**Consigne A**:
Indiquez si chacune des affirmations suivantes concorde avec l'extrait sur l'inceste, en répondant par oui ou par non et en citant mot pour mot le passage qui tranche : (i) il existe des statistiques sur l'inceste ; (ii) l'oncle jugé pour le viol de sa nièce de 11 ans a été acquitté ; (iii) en 2003, une télévision a parlé de l'affaire des deux filles d'Agadir.
**Consigne B**:
Dressez la liste complète des membres de la famille que la première phrase de l'extrait sur l'inceste nomme comme auteurs de la relation sexuelle imposée.

**Extrait du document**:

L’inceste, relation sexuelle imposée par le père, grand-père, frère, oncle… Interdite par la religion, réprimée par la loi, fait des victimes dans toutes les sociétés. Pas de statistiques, car les plaintes sont rares.

En 1991, j’avais écrit un article sur une fille de 11 ans, violée par son oncle maternel. Le père avait porté plainte. Le violeur a été acquitté. Au tribunal, il s’est plaint de sa nièce qui se penchait exprès devant lui en passant la serpillère, pour exhiber ses fesses! Aujourd’hui, pareille mascarade ne peut plus se produire.

Aucun journal n’a accepté de publier l’article. L’unique chaine de télévision marocaine qui existait a refusé de médiatiser le drame. Trop choquant. Trop tôt. En 2003, j’ai publié l’affaire de deux filles à Agadir, engrossées par leur père. L’article a fait du bruit. Une télévision a enfin osé en parler. Aujourd’hui, les associations, la presse et les réseaux sociaux brisent le tabou.

**Données enregistrées**:
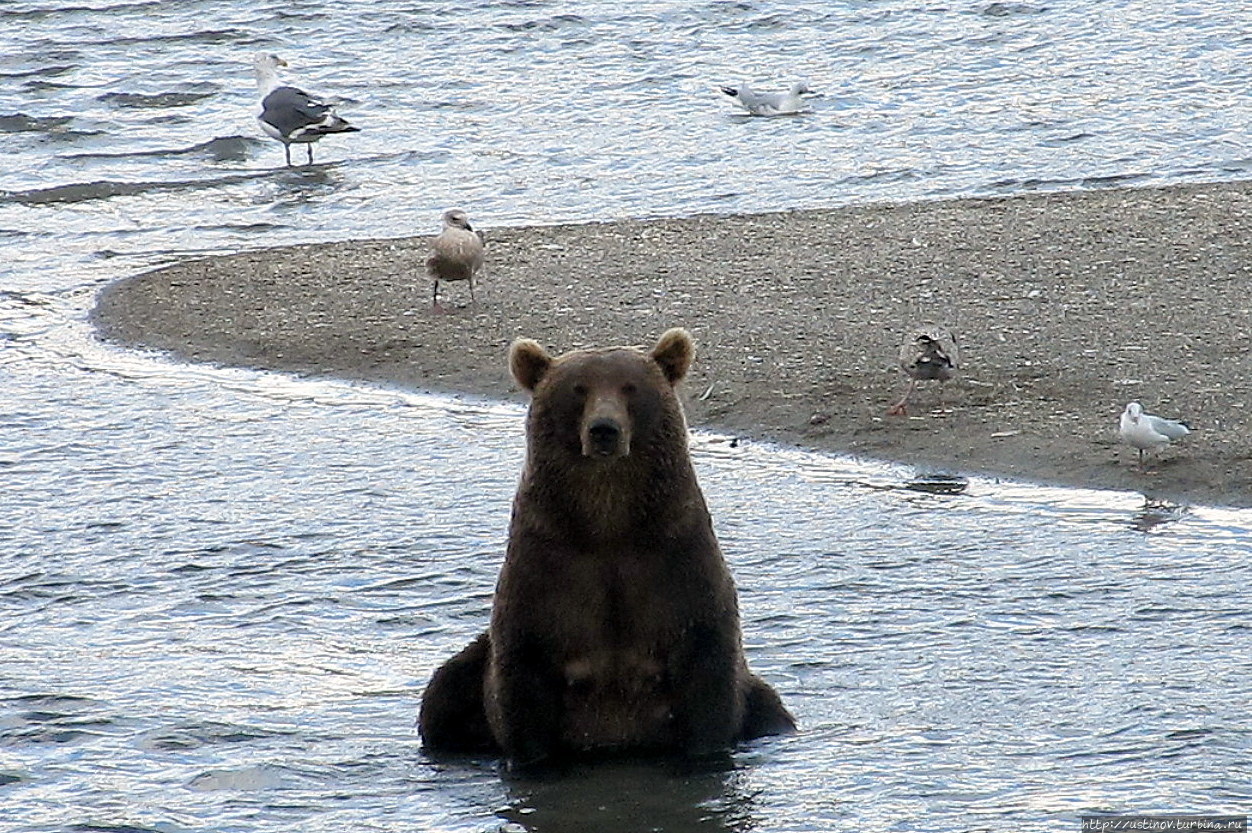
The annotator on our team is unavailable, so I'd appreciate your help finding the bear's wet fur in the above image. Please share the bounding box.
[418,328,795,767]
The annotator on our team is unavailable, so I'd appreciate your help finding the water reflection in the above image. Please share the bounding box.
[498,760,756,833]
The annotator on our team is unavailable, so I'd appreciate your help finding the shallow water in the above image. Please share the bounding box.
[0,0,1252,833]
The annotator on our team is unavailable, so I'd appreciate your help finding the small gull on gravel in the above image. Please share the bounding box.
[426,208,483,312]
[252,53,361,168]
[721,81,813,115]
[1117,402,1191,470]
[886,324,960,416]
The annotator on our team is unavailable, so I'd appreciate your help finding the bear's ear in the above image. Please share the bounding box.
[508,338,552,391]
[651,327,696,385]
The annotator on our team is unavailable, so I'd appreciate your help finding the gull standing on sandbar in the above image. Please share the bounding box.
[721,81,813,115]
[1117,402,1191,471]
[886,324,960,416]
[426,208,483,312]
[252,53,361,168]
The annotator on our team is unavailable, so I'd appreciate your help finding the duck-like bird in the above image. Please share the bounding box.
[721,81,813,115]
[1117,402,1191,471]
[252,53,361,168]
[886,324,960,416]
[426,208,483,311]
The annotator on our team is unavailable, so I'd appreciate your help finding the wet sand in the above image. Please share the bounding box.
[93,183,1252,506]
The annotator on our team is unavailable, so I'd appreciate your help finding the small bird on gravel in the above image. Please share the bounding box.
[426,208,483,312]
[886,324,960,416]
[721,81,813,115]
[1117,402,1191,471]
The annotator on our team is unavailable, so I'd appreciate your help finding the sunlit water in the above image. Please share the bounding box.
[0,0,1252,833]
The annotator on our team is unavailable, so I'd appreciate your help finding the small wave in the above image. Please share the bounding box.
[96,91,215,109]
[0,0,162,20]
[0,172,269,205]
[0,113,74,133]
[500,14,587,33]
[63,135,260,162]
[0,64,78,79]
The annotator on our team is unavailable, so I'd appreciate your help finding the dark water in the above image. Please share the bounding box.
[0,0,1252,833]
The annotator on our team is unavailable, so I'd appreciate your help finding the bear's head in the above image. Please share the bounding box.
[508,328,695,461]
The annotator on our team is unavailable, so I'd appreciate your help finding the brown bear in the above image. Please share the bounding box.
[418,328,795,767]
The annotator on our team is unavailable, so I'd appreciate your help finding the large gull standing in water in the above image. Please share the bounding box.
[252,53,359,168]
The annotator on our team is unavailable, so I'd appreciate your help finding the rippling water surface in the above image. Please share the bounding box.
[0,0,1252,833]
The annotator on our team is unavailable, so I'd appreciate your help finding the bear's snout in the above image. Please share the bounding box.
[582,416,630,457]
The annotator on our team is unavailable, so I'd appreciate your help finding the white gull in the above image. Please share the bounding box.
[721,81,813,115]
[1117,402,1191,468]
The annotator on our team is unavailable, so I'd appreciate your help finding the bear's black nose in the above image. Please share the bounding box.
[587,417,622,456]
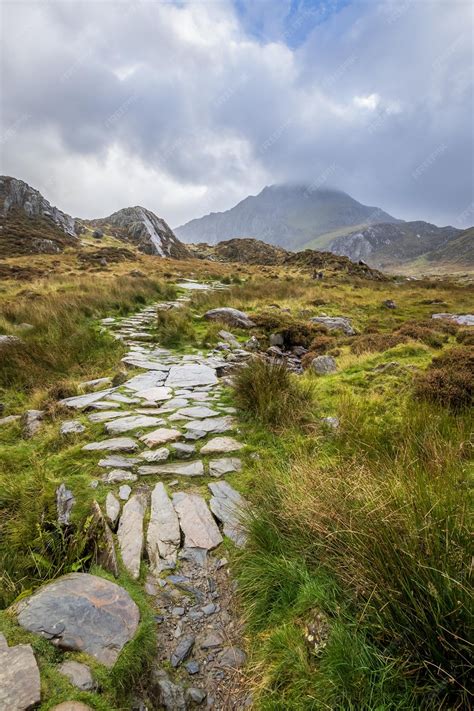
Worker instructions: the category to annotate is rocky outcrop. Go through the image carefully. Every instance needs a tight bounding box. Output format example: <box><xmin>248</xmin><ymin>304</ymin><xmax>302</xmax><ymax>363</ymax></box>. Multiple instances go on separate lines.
<box><xmin>0</xmin><ymin>175</ymin><xmax>76</xmax><ymax>237</ymax></box>
<box><xmin>88</xmin><ymin>206</ymin><xmax>190</xmax><ymax>259</ymax></box>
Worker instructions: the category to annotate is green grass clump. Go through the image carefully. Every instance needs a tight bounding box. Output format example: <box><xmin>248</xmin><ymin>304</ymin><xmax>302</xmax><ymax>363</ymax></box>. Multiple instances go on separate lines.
<box><xmin>234</xmin><ymin>358</ymin><xmax>312</xmax><ymax>427</ymax></box>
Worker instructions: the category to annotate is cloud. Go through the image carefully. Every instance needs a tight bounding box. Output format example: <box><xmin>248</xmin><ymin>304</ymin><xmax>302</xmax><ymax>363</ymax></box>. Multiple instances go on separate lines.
<box><xmin>0</xmin><ymin>0</ymin><xmax>473</xmax><ymax>225</ymax></box>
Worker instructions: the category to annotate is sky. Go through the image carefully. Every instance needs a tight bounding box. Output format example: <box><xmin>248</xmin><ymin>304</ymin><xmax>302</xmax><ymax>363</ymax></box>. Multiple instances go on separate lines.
<box><xmin>0</xmin><ymin>0</ymin><xmax>474</xmax><ymax>227</ymax></box>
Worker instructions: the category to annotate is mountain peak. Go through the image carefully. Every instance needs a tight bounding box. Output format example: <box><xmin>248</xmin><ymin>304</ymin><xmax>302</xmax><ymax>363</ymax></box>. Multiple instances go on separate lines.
<box><xmin>176</xmin><ymin>183</ymin><xmax>398</xmax><ymax>249</ymax></box>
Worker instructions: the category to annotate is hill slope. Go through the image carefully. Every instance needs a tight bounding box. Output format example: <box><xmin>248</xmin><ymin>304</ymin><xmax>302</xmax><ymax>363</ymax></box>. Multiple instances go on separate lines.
<box><xmin>175</xmin><ymin>185</ymin><xmax>396</xmax><ymax>249</ymax></box>
<box><xmin>84</xmin><ymin>206</ymin><xmax>190</xmax><ymax>259</ymax></box>
<box><xmin>329</xmin><ymin>221</ymin><xmax>464</xmax><ymax>268</ymax></box>
<box><xmin>0</xmin><ymin>175</ymin><xmax>78</xmax><ymax>257</ymax></box>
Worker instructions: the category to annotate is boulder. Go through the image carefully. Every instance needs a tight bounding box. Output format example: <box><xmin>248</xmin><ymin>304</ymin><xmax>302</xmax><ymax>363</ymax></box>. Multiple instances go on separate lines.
<box><xmin>56</xmin><ymin>482</ymin><xmax>75</xmax><ymax>526</ymax></box>
<box><xmin>15</xmin><ymin>573</ymin><xmax>140</xmax><ymax>667</ymax></box>
<box><xmin>208</xmin><ymin>481</ymin><xmax>247</xmax><ymax>546</ymax></box>
<box><xmin>204</xmin><ymin>307</ymin><xmax>255</xmax><ymax>328</ymax></box>
<box><xmin>166</xmin><ymin>363</ymin><xmax>217</xmax><ymax>388</ymax></box>
<box><xmin>0</xmin><ymin>634</ymin><xmax>41</xmax><ymax>711</ymax></box>
<box><xmin>58</xmin><ymin>660</ymin><xmax>96</xmax><ymax>691</ymax></box>
<box><xmin>311</xmin><ymin>355</ymin><xmax>337</xmax><ymax>375</ymax></box>
<box><xmin>173</xmin><ymin>492</ymin><xmax>222</xmax><ymax>550</ymax></box>
<box><xmin>309</xmin><ymin>316</ymin><xmax>355</xmax><ymax>336</ymax></box>
<box><xmin>201</xmin><ymin>437</ymin><xmax>245</xmax><ymax>454</ymax></box>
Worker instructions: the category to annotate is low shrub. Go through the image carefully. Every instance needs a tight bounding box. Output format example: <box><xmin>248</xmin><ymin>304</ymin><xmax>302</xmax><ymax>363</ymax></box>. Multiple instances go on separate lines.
<box><xmin>415</xmin><ymin>346</ymin><xmax>474</xmax><ymax>411</ymax></box>
<box><xmin>234</xmin><ymin>357</ymin><xmax>313</xmax><ymax>427</ymax></box>
<box><xmin>156</xmin><ymin>308</ymin><xmax>196</xmax><ymax>347</ymax></box>
<box><xmin>350</xmin><ymin>333</ymin><xmax>408</xmax><ymax>355</ymax></box>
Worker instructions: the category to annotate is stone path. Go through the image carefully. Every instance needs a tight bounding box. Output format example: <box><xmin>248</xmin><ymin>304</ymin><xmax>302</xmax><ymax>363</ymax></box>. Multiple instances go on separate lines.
<box><xmin>57</xmin><ymin>297</ymin><xmax>249</xmax><ymax>711</ymax></box>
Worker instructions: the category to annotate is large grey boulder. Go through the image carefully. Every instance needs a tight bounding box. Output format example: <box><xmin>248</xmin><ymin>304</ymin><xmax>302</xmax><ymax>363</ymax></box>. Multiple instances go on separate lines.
<box><xmin>431</xmin><ymin>314</ymin><xmax>474</xmax><ymax>326</ymax></box>
<box><xmin>204</xmin><ymin>307</ymin><xmax>255</xmax><ymax>328</ymax></box>
<box><xmin>0</xmin><ymin>634</ymin><xmax>41</xmax><ymax>711</ymax></box>
<box><xmin>208</xmin><ymin>481</ymin><xmax>247</xmax><ymax>546</ymax></box>
<box><xmin>309</xmin><ymin>316</ymin><xmax>355</xmax><ymax>336</ymax></box>
<box><xmin>311</xmin><ymin>356</ymin><xmax>337</xmax><ymax>375</ymax></box>
<box><xmin>146</xmin><ymin>482</ymin><xmax>181</xmax><ymax>574</ymax></box>
<box><xmin>117</xmin><ymin>494</ymin><xmax>146</xmax><ymax>578</ymax></box>
<box><xmin>173</xmin><ymin>491</ymin><xmax>222</xmax><ymax>550</ymax></box>
<box><xmin>58</xmin><ymin>659</ymin><xmax>96</xmax><ymax>691</ymax></box>
<box><xmin>15</xmin><ymin>573</ymin><xmax>140</xmax><ymax>667</ymax></box>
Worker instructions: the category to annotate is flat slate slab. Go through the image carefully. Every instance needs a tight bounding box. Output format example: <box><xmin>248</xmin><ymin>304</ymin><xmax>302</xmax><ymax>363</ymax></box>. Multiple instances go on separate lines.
<box><xmin>137</xmin><ymin>460</ymin><xmax>204</xmax><ymax>476</ymax></box>
<box><xmin>166</xmin><ymin>363</ymin><xmax>217</xmax><ymax>388</ymax></box>
<box><xmin>0</xmin><ymin>634</ymin><xmax>41</xmax><ymax>711</ymax></box>
<box><xmin>15</xmin><ymin>573</ymin><xmax>140</xmax><ymax>667</ymax></box>
<box><xmin>82</xmin><ymin>437</ymin><xmax>138</xmax><ymax>452</ymax></box>
<box><xmin>59</xmin><ymin>388</ymin><xmax>113</xmax><ymax>410</ymax></box>
<box><xmin>201</xmin><ymin>437</ymin><xmax>245</xmax><ymax>454</ymax></box>
<box><xmin>209</xmin><ymin>457</ymin><xmax>242</xmax><ymax>477</ymax></box>
<box><xmin>105</xmin><ymin>415</ymin><xmax>163</xmax><ymax>434</ymax></box>
<box><xmin>176</xmin><ymin>405</ymin><xmax>219</xmax><ymax>420</ymax></box>
<box><xmin>140</xmin><ymin>427</ymin><xmax>181</xmax><ymax>447</ymax></box>
<box><xmin>146</xmin><ymin>482</ymin><xmax>181</xmax><ymax>574</ymax></box>
<box><xmin>123</xmin><ymin>370</ymin><xmax>167</xmax><ymax>393</ymax></box>
<box><xmin>173</xmin><ymin>491</ymin><xmax>223</xmax><ymax>550</ymax></box>
<box><xmin>208</xmin><ymin>481</ymin><xmax>247</xmax><ymax>546</ymax></box>
<box><xmin>98</xmin><ymin>454</ymin><xmax>140</xmax><ymax>469</ymax></box>
<box><xmin>184</xmin><ymin>415</ymin><xmax>235</xmax><ymax>434</ymax></box>
<box><xmin>117</xmin><ymin>494</ymin><xmax>146</xmax><ymax>579</ymax></box>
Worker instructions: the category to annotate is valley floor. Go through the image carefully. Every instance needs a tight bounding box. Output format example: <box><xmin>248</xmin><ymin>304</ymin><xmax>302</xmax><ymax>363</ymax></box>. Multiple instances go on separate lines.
<box><xmin>0</xmin><ymin>259</ymin><xmax>473</xmax><ymax>711</ymax></box>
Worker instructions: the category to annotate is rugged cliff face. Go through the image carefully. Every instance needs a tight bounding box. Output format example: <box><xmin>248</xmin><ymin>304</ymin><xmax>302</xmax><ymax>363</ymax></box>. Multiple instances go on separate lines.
<box><xmin>88</xmin><ymin>206</ymin><xmax>190</xmax><ymax>259</ymax></box>
<box><xmin>0</xmin><ymin>175</ymin><xmax>78</xmax><ymax>257</ymax></box>
<box><xmin>329</xmin><ymin>220</ymin><xmax>462</xmax><ymax>268</ymax></box>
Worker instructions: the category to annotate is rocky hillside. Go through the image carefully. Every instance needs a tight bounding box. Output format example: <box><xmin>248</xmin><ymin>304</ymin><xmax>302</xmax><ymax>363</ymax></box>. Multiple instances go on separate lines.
<box><xmin>84</xmin><ymin>206</ymin><xmax>190</xmax><ymax>259</ymax></box>
<box><xmin>0</xmin><ymin>175</ymin><xmax>78</xmax><ymax>257</ymax></box>
<box><xmin>175</xmin><ymin>185</ymin><xmax>397</xmax><ymax>249</ymax></box>
<box><xmin>329</xmin><ymin>221</ymin><xmax>464</xmax><ymax>269</ymax></box>
<box><xmin>0</xmin><ymin>176</ymin><xmax>190</xmax><ymax>259</ymax></box>
<box><xmin>189</xmin><ymin>238</ymin><xmax>289</xmax><ymax>265</ymax></box>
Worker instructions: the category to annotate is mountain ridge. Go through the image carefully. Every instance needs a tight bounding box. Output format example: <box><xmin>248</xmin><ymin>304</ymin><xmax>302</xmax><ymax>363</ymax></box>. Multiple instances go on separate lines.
<box><xmin>175</xmin><ymin>183</ymin><xmax>397</xmax><ymax>249</ymax></box>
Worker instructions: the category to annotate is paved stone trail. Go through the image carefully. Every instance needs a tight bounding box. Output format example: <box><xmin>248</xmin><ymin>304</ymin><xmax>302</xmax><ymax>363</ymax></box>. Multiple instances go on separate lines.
<box><xmin>62</xmin><ymin>290</ymin><xmax>254</xmax><ymax>711</ymax></box>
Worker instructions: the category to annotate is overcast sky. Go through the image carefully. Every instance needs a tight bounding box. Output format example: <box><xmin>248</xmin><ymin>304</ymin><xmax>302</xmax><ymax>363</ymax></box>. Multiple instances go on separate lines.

**Réponse A**:
(i) Non : « Pas de statistiques, car les plaintes sont rares. »
(ii) Oui : « Le violeur a été acquitté. »
(iii) Oui : « Une télévision a enfin osé en parler. »

**Réponse B**:
Le père, le grand-père, le frère, l'oncle.